Position annotation records
————————

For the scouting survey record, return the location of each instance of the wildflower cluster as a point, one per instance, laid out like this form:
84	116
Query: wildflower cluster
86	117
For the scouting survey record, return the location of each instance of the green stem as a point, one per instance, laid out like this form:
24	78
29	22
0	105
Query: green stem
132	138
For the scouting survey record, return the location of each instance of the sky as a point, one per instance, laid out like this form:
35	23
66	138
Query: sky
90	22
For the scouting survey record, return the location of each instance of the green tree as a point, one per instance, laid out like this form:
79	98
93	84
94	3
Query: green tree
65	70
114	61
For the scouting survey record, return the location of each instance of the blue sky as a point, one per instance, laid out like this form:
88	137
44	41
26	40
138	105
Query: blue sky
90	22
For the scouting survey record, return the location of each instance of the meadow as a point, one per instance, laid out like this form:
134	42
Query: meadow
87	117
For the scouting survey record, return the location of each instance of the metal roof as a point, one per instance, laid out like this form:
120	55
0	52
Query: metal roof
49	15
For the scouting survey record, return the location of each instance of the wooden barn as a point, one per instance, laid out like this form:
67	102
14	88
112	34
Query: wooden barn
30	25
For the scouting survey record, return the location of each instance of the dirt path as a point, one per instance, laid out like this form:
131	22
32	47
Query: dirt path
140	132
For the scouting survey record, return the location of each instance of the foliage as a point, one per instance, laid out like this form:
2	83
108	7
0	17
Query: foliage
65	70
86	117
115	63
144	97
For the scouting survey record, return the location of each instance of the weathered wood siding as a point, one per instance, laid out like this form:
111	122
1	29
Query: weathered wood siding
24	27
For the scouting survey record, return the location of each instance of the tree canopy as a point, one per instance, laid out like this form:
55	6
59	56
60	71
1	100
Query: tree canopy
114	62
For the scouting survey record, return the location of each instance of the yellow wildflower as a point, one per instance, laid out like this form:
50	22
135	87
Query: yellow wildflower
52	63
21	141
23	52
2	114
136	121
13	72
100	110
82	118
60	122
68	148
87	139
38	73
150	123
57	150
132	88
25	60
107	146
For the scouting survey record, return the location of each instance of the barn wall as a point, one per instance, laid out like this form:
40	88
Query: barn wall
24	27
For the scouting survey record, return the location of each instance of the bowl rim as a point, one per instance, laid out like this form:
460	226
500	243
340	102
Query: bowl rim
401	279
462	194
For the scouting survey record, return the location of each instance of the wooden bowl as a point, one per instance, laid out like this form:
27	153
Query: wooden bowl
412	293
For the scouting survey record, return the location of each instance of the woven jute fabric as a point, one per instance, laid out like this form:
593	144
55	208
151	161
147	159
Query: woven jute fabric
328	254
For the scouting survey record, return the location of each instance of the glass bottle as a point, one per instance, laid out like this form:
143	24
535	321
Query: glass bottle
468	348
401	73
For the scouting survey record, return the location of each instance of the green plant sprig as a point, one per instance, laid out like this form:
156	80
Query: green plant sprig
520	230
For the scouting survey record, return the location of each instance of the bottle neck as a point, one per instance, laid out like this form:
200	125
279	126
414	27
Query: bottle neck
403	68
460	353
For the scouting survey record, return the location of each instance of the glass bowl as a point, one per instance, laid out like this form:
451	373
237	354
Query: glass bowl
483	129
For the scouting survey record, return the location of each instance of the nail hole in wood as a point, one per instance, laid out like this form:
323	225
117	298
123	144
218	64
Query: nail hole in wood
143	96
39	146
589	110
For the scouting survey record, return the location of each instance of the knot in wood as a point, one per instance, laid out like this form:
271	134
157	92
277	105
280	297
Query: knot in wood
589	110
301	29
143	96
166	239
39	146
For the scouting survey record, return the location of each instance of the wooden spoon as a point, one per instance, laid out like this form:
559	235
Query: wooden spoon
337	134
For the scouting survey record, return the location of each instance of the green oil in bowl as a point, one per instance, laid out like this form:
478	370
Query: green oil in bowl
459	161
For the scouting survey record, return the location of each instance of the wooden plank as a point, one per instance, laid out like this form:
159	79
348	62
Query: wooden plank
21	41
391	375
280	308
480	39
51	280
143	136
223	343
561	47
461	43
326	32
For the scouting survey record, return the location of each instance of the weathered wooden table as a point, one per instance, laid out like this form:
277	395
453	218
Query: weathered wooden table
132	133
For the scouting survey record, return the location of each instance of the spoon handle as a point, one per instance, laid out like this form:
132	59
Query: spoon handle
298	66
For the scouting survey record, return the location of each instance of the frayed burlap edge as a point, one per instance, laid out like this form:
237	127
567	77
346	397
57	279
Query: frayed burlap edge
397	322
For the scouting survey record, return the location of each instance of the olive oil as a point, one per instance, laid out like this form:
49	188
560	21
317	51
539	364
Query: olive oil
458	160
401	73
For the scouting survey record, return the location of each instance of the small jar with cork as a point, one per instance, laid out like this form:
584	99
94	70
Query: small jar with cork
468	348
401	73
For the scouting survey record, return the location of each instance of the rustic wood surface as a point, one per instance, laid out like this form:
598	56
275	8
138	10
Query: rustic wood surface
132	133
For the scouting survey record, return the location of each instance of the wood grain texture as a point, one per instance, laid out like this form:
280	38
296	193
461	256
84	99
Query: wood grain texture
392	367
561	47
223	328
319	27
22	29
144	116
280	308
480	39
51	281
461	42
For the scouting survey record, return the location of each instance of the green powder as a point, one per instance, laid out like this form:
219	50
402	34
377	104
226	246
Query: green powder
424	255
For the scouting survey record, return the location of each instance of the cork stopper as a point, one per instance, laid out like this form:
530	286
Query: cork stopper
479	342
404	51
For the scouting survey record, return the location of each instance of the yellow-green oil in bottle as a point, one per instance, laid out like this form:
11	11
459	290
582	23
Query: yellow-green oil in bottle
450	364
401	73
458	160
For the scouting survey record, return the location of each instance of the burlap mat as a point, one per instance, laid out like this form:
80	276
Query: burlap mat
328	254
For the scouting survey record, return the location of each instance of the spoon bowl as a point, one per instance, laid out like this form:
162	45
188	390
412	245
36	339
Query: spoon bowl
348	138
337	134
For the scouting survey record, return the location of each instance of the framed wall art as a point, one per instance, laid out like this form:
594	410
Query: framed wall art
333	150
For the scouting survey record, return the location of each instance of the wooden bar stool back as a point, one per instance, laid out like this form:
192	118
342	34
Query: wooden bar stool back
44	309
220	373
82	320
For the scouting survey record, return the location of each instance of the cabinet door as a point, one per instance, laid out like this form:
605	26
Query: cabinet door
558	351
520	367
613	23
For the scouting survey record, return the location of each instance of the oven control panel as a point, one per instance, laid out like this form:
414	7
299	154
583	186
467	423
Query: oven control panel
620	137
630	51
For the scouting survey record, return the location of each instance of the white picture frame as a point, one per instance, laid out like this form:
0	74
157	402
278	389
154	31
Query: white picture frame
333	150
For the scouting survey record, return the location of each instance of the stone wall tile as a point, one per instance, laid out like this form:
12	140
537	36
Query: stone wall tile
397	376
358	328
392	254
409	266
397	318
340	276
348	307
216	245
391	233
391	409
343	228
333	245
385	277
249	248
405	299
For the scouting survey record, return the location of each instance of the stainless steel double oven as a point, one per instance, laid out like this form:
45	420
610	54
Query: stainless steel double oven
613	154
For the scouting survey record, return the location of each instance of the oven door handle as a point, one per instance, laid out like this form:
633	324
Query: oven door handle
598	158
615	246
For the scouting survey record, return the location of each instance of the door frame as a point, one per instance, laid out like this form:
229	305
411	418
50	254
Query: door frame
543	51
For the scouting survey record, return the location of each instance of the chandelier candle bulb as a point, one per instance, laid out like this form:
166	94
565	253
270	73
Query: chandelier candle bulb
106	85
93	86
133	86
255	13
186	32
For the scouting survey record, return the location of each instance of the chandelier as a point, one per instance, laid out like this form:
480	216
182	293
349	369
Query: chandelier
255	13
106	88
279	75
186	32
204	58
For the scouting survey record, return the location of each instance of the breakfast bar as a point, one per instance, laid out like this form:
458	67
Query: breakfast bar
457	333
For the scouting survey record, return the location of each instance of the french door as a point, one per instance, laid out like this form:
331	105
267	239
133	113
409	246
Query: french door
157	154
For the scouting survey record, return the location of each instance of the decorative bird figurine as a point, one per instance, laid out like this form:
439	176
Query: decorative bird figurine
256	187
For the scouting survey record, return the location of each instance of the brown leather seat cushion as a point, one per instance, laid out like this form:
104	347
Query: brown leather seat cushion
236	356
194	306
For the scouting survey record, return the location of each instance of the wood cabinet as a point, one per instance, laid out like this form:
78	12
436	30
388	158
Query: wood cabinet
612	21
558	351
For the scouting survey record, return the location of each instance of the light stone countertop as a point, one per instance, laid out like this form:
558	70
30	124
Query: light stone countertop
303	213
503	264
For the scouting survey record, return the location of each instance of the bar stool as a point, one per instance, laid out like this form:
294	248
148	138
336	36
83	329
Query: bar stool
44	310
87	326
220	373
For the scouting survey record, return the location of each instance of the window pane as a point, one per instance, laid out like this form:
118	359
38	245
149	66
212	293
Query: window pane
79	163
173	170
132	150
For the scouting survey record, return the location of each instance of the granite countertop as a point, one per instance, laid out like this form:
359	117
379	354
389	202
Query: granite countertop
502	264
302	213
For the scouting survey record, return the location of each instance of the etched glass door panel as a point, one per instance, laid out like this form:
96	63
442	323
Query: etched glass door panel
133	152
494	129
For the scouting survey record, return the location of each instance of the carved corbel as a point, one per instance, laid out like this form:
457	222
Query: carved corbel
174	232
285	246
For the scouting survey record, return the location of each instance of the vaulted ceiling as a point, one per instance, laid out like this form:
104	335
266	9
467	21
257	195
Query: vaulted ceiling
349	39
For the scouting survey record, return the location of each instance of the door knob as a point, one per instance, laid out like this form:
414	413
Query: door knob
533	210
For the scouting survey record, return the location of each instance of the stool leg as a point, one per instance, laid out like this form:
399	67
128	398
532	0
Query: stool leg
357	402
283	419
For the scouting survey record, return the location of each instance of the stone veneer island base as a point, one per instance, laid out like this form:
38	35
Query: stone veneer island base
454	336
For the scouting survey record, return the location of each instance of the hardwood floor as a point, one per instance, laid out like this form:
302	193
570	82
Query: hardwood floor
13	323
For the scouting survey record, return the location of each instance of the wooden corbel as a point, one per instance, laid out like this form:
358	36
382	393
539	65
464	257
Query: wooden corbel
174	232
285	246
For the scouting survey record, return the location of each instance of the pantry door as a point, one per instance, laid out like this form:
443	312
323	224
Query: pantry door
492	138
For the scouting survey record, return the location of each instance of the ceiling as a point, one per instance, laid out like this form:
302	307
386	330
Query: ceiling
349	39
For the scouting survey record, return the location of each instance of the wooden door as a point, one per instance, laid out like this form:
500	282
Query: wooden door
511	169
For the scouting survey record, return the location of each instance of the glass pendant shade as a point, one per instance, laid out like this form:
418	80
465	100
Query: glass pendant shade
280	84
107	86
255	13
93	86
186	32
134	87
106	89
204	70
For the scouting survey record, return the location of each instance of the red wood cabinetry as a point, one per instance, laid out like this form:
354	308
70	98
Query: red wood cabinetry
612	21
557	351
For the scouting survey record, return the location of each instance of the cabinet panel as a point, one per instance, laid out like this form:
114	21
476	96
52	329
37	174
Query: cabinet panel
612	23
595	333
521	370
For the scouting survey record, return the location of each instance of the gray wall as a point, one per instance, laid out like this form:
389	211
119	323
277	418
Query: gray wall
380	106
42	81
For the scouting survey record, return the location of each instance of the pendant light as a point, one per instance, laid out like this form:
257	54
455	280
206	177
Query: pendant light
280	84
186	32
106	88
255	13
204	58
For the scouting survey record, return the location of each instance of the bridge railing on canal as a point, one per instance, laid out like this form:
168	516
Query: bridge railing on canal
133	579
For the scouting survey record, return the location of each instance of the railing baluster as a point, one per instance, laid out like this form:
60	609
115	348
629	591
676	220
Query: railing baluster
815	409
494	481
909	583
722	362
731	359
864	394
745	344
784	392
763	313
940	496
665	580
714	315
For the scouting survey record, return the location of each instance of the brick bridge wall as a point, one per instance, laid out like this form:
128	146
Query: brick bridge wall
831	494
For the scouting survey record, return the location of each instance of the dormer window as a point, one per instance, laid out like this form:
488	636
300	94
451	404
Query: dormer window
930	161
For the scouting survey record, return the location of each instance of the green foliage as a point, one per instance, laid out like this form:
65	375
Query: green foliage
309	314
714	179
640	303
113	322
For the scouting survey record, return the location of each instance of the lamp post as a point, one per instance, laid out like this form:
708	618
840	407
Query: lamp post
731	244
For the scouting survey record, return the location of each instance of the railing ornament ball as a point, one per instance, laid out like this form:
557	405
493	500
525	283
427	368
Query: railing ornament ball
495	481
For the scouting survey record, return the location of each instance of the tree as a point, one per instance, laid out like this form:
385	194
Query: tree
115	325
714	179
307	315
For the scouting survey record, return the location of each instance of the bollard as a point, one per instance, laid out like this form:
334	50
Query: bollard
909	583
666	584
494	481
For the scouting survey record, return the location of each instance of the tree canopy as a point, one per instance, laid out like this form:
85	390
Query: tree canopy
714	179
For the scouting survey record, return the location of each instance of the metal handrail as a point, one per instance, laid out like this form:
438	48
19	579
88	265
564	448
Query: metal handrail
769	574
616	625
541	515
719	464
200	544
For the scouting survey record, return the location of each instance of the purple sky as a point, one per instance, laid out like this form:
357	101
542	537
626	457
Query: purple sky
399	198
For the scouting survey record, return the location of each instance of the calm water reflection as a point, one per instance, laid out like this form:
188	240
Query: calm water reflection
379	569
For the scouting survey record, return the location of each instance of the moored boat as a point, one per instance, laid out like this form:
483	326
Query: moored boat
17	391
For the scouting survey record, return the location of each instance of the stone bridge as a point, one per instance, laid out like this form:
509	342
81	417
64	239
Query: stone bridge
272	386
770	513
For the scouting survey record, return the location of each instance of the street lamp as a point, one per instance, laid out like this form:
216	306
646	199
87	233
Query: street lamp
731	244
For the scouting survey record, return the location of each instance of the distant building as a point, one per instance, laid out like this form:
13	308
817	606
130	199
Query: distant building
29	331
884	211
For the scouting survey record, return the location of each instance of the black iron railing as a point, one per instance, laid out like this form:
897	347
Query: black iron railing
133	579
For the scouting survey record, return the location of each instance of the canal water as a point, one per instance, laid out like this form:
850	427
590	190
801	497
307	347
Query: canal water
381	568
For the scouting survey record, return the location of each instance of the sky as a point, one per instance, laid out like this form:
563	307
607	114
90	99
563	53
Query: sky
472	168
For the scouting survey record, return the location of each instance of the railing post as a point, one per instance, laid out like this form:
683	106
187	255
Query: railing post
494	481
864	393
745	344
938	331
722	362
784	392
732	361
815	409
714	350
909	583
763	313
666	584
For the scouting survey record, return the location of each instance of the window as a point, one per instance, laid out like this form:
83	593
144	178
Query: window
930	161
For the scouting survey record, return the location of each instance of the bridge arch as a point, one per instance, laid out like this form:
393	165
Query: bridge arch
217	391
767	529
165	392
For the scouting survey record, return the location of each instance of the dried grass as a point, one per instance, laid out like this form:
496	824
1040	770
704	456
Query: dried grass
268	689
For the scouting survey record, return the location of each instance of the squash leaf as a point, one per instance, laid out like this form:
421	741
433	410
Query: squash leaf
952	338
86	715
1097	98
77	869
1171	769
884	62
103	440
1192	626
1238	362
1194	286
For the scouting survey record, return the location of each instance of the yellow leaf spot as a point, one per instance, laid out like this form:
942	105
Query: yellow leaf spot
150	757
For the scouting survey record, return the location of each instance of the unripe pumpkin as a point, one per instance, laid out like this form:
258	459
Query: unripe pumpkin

————————

• **Written problem**: Beginning at the line containing "the railing post", repeat each line exactly through the last line of the entries, and include no other lines.

• **Complete output**:
For the scouting survey record, return the location of each instance of the railing post as a point, one per instance, laid out like this form:
683	106
187	255
Query: railing post
494	481
864	393
745	344
938	331
722	362
784	392
732	361
815	409
714	350
909	583
763	313
666	584
For the scouting survey record, return the location of each instance of the window as a point, one per instance, laid out like this form:
83	593
144	178
Query: window
930	161
For the scouting survey record, return the location of each instance of the bridge arch as a point, one per instance, laid out like this form:
393	165
Query: bridge arch
217	391
767	529
165	392
For the scouting survey record, return the location of each instance of the dried grass as a point, one per instance, laid out like this form:
496	824
1040	770
704	456
Query: dried grass
268	689
For the scouting survey record, return the location of each instance of the squash leaf as a point, one per instance, laid out like this form:
421	741
433	410
Query: squash leaf
952	338
86	715
1097	98
77	869
1171	769
884	62
103	440
1192	626
1238	362
1194	286
For the scouting survey record, return the location of each instance of the yellow leaf spot as a point, one per instance, laid out like this form:
942	105
Query: yellow leaf spot
150	757
For the scouting survey record, return the location of each instance of the unripe pumpkin as a point, one per instance, laid out like this form:
258	459
Query: unripe pumpkin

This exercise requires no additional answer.